● Exercise objective:
Write out the material below exactly, beginning at the line that contains "steel microwave, output" and ending with its last line, both ends included; write nothing else.

● Given entries:
_ _ _
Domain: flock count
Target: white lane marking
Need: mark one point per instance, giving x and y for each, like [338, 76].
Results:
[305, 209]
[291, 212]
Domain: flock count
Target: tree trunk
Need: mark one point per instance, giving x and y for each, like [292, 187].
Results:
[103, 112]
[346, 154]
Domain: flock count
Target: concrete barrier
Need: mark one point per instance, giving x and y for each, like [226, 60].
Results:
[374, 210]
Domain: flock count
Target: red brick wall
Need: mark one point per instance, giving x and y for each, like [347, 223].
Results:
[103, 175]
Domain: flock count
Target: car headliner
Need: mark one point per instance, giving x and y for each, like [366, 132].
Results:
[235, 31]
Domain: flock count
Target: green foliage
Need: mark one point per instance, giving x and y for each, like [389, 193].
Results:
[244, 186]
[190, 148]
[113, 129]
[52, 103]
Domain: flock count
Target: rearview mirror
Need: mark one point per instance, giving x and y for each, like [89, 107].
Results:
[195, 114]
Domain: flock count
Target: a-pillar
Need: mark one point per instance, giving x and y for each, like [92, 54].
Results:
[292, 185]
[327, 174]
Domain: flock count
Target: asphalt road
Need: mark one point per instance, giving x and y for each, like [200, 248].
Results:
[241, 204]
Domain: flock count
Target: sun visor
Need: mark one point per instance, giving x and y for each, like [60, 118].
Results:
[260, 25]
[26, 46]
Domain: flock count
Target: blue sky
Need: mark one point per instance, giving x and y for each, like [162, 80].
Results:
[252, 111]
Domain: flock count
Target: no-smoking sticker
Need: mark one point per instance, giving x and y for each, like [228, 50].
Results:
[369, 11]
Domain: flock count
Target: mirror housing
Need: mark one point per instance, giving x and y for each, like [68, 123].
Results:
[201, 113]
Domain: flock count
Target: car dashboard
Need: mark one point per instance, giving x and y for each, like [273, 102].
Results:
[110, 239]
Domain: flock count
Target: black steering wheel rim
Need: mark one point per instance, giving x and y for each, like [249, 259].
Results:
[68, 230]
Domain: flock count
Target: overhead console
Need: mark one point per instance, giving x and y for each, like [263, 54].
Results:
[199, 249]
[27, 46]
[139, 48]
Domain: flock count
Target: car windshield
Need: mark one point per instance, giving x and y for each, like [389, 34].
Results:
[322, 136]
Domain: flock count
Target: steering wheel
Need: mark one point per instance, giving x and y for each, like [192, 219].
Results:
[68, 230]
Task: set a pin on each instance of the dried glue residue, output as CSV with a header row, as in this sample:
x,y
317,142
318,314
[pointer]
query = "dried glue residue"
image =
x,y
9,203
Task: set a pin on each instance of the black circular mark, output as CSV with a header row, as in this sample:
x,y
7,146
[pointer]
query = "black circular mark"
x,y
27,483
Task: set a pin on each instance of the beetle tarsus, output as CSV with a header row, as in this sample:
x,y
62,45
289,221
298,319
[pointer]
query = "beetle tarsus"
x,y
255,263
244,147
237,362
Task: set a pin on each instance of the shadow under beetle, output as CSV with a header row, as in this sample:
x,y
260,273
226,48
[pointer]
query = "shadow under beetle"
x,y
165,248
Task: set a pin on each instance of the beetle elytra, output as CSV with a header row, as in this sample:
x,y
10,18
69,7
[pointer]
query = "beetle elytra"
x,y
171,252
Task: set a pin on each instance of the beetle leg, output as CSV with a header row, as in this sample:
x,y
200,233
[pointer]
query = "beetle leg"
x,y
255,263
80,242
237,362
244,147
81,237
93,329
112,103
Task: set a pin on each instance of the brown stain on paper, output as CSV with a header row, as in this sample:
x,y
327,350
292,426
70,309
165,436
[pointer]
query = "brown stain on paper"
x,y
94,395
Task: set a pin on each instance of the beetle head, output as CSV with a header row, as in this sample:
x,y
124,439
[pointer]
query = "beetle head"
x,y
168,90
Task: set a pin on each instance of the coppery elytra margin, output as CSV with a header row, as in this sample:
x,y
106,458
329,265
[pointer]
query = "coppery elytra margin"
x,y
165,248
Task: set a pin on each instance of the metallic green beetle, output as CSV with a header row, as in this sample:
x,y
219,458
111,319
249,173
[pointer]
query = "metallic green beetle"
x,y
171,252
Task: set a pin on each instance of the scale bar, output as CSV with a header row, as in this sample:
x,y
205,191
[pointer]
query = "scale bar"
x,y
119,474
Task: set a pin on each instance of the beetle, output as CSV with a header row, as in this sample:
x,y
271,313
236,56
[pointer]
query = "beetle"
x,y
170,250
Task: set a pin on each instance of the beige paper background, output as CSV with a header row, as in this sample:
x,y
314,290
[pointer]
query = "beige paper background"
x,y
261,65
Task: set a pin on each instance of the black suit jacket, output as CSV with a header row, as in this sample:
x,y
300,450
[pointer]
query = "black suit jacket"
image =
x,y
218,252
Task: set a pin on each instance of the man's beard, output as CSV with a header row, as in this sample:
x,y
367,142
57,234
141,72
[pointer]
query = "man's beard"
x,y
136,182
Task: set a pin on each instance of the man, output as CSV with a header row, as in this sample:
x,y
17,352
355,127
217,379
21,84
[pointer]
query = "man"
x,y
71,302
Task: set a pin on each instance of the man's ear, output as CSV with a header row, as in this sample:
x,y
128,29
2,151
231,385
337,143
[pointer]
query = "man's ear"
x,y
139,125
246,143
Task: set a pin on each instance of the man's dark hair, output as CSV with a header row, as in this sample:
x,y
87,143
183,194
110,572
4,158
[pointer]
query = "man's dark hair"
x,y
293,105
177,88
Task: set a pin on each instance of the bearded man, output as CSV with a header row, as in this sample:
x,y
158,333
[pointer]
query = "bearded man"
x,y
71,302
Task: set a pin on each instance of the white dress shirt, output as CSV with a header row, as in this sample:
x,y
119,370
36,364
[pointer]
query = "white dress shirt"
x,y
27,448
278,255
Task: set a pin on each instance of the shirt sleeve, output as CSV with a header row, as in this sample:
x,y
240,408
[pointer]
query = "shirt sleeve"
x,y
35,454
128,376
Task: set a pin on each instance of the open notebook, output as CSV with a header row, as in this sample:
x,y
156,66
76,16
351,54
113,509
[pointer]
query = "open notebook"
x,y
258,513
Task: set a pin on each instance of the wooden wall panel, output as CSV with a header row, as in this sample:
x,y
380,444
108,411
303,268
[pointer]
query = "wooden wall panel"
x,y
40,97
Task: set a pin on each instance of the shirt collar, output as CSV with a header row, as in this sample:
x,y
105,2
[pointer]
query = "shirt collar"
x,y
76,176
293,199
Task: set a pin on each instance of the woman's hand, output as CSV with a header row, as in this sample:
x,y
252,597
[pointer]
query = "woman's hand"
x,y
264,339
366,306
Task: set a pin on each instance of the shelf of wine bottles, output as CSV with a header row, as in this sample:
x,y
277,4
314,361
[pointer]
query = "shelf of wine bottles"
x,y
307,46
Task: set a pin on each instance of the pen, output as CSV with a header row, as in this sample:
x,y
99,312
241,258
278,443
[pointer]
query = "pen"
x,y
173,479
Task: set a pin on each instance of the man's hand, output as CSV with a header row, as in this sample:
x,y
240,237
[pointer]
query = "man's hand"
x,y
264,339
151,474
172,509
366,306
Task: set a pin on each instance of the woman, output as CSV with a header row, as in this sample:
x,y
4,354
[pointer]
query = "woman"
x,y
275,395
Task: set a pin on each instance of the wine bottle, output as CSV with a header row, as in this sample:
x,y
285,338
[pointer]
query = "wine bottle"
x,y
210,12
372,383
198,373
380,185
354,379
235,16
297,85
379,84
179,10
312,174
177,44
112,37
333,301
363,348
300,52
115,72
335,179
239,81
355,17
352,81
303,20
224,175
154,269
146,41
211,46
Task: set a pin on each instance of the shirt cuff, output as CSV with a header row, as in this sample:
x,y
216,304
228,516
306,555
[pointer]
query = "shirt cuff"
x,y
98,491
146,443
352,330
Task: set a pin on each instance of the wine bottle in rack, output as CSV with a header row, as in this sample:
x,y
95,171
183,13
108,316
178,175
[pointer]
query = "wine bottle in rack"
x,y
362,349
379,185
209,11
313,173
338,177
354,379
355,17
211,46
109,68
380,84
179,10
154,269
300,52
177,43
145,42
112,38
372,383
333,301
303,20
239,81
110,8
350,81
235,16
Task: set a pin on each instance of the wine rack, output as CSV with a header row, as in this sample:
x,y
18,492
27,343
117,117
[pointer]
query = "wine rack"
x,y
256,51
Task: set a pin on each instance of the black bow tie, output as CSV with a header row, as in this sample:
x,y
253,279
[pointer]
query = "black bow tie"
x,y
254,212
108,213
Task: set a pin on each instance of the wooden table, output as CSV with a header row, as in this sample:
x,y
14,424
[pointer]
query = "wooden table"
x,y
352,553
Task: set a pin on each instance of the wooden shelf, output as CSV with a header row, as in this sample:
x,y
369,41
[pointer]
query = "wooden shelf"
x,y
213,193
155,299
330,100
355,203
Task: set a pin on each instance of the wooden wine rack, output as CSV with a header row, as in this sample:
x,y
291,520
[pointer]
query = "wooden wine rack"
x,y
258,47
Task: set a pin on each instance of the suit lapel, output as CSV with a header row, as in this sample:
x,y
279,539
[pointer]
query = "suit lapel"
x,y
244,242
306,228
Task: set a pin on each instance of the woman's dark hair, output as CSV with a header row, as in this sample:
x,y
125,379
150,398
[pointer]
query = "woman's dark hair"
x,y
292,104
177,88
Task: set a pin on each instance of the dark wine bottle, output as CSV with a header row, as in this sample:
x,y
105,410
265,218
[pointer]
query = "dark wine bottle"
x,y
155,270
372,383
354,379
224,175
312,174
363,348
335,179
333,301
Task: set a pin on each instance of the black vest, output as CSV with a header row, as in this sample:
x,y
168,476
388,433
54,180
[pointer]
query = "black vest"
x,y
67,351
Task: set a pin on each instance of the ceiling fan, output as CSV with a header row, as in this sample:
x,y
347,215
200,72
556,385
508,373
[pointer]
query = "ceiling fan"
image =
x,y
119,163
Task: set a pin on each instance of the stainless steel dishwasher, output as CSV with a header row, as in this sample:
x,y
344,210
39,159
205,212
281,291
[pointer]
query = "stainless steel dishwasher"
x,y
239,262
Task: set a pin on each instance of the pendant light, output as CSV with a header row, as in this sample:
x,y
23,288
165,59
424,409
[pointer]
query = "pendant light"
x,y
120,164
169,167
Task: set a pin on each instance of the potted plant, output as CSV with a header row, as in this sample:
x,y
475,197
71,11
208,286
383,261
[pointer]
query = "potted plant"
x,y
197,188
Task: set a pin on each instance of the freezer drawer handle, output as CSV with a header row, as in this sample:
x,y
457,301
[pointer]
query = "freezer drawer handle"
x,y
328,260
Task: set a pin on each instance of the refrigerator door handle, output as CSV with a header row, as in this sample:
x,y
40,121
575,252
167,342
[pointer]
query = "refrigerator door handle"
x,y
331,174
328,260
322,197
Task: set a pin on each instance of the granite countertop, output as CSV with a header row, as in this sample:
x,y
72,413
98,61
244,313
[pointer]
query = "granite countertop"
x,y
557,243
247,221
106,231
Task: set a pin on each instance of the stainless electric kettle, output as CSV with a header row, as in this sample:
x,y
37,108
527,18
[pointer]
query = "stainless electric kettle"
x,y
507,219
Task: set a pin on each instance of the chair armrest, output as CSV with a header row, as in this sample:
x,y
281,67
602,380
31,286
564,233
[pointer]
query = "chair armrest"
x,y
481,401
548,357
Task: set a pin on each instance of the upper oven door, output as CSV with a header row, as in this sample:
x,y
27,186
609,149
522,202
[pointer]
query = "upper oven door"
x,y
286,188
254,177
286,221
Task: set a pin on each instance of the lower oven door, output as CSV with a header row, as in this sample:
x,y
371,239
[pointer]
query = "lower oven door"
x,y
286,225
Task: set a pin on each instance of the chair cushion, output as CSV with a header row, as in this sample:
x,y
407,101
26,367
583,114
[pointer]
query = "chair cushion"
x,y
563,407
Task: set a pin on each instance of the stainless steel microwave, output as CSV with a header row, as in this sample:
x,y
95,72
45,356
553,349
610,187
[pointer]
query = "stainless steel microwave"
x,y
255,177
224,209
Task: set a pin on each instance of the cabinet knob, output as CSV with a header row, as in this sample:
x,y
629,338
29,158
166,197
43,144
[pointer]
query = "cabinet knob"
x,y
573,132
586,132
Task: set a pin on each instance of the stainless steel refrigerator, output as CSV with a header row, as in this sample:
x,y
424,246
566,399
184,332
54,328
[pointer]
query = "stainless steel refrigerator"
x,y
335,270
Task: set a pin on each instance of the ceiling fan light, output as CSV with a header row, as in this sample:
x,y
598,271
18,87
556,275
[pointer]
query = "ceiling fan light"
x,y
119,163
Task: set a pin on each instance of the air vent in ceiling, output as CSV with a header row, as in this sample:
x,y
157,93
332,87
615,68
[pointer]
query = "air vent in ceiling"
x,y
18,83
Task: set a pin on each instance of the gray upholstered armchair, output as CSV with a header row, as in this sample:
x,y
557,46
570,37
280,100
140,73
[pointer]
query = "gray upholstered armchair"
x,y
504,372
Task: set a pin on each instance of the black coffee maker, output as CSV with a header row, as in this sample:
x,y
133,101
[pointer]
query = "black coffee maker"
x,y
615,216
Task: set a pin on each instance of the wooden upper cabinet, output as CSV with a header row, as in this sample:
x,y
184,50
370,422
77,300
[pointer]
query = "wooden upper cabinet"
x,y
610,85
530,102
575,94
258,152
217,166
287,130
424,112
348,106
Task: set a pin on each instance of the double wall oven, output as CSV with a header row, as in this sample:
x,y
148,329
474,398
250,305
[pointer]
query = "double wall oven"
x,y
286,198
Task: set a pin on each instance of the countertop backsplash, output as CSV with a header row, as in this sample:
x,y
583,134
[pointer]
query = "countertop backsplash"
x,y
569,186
_ _ _
● Task answer:
Task: set a pin on each instance of the stainless steel microwave, output as CSV with a header row, as in this sample:
x,y
95,72
45,356
553,349
610,187
[pointer]
query = "stainless steel microwave"
x,y
255,177
224,209
Task: set a pin on each instance of the cabinet knob, output as CSV with a header row, as in this sample:
x,y
629,338
29,158
166,197
43,144
[pointer]
query = "cabinet knob"
x,y
573,132
586,132
Task: set a pin on each instance of the stainless steel refrigerator, output as CSV with a header row, as in this sample:
x,y
424,246
566,399
184,332
54,328
[pointer]
query = "stainless steel refrigerator"
x,y
335,270
Task: set a pin on each instance of the ceiling fan light, output as CSV with a header row, as in this sample:
x,y
598,271
18,87
556,275
[pointer]
query = "ceiling fan light"
x,y
119,163
Task: set a pin on each instance of the air vent in ceiling, output as CSV with a header row, as in this sample:
x,y
157,93
332,87
615,68
[pointer]
query = "air vent in ceiling"
x,y
18,83
Task: set a pin on each instance of the gray upholstered armchair, output as CSV with a header row, as in this sample:
x,y
557,46
570,37
280,100
140,73
[pointer]
query = "gray upholstered armchair"
x,y
504,372
Task: set a pin on each instance of the black coffee maker, output as CSV with a header row, as in this sample:
x,y
133,101
[pointer]
query = "black coffee maker"
x,y
615,216
Task: set a pin on each instance of the wooden upper cabinet, output as CSV with a header row, as in this sample:
x,y
184,50
370,422
77,300
[pointer]
query = "wooden upper cabinet"
x,y
610,85
530,102
575,94
258,152
217,166
287,130
424,112
348,106
Task: set a pin on each instance of the double wall oven, output as CSV with a header row, as in this sample:
x,y
148,329
474,398
250,305
[pointer]
query = "double wall oven"
x,y
286,198
Task: set a pin on each instance of the countertop backsplash, output as CSV with a header row, as in this sample:
x,y
583,134
[pointer]
query = "countertop backsplash"
x,y
569,186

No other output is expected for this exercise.